WHAT TO PRODUCE:
When the string "shower" is part of a line in the data below, report the whole line.

[Stored data entries]
• • • •

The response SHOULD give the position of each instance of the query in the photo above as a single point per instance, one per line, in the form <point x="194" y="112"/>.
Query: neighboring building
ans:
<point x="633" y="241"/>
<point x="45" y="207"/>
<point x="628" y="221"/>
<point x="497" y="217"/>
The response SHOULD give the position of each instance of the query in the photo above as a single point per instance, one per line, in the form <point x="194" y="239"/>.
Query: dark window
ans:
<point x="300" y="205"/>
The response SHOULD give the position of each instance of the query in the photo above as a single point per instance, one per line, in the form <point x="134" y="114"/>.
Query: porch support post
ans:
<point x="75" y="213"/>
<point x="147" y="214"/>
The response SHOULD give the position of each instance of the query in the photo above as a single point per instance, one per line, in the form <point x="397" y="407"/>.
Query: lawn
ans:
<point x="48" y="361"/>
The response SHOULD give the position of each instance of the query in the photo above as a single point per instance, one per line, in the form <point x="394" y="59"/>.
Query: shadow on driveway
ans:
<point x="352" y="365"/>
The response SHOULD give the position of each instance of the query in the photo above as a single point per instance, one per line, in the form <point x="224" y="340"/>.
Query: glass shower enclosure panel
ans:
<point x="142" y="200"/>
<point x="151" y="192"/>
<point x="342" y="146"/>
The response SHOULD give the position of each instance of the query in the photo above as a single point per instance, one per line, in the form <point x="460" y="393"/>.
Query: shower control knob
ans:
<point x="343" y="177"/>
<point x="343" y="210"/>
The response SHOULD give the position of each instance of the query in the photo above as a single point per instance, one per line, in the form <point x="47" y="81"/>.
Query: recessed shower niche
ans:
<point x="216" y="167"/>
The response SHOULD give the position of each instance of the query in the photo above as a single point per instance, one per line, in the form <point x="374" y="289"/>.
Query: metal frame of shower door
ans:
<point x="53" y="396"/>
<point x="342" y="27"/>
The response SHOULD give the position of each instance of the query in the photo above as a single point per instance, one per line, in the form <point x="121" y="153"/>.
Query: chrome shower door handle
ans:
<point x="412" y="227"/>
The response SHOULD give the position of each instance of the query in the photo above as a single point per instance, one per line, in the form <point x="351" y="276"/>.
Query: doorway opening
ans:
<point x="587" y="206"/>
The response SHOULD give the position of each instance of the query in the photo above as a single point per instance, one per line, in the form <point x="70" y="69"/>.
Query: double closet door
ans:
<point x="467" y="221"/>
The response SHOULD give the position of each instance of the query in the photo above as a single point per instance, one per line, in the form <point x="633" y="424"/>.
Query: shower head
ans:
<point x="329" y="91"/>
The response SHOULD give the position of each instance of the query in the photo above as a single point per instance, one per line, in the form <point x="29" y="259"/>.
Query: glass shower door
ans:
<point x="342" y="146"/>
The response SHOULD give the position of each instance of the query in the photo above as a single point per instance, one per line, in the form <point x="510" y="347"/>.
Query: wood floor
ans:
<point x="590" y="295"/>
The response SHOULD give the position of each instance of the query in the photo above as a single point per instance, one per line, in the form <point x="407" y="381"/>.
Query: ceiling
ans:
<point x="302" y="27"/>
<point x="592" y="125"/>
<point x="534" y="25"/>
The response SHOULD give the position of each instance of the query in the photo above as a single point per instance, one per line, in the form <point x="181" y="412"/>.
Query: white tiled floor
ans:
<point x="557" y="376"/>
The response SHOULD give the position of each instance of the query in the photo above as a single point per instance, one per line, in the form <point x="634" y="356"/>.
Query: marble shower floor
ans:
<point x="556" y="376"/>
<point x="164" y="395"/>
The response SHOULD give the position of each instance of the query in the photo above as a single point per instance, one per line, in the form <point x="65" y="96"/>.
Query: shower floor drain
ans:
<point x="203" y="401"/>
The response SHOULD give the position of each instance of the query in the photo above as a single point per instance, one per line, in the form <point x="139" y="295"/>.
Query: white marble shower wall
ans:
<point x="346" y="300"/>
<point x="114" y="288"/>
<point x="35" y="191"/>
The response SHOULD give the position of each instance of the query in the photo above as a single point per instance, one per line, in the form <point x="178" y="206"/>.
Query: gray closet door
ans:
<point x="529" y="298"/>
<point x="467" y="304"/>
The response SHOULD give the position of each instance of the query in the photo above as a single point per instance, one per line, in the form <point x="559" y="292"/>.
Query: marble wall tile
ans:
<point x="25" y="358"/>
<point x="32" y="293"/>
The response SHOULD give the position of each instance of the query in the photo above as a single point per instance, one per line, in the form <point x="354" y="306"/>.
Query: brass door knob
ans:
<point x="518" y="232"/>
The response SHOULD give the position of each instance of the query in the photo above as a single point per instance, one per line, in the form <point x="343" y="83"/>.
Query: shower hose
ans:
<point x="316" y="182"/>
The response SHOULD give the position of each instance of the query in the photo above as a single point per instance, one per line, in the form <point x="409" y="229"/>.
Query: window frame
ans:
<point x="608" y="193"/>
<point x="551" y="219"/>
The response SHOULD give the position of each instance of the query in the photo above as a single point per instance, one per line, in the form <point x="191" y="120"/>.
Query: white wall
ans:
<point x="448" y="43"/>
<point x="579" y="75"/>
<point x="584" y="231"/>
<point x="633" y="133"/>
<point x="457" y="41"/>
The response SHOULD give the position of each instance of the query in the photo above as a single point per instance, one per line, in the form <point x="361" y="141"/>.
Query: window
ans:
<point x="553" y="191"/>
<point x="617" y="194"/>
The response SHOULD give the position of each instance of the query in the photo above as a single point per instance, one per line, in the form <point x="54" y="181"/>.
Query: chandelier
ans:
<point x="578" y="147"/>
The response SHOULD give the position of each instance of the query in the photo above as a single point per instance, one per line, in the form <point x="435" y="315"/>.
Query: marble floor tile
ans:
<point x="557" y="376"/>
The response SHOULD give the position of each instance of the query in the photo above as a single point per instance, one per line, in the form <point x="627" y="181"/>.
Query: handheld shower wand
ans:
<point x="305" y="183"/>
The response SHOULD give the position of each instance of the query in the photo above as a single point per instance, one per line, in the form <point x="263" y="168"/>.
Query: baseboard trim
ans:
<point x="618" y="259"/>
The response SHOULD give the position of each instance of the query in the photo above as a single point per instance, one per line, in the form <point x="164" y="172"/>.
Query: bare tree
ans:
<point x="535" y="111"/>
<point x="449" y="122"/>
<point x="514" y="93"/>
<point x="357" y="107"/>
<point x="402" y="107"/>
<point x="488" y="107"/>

• • • •

ANSWER BOX:
Query: glass shower enclosure panel
Query: shower control knob
Query: recessed shower niche
Query: metal frame of shower door
Query: chrome shower door handle
Query: shower head
Query: glass shower door
Query: marble shower floor
Query: shower floor drain
Query: white marble shower wall
Query: shower hose
Query: handheld shower wand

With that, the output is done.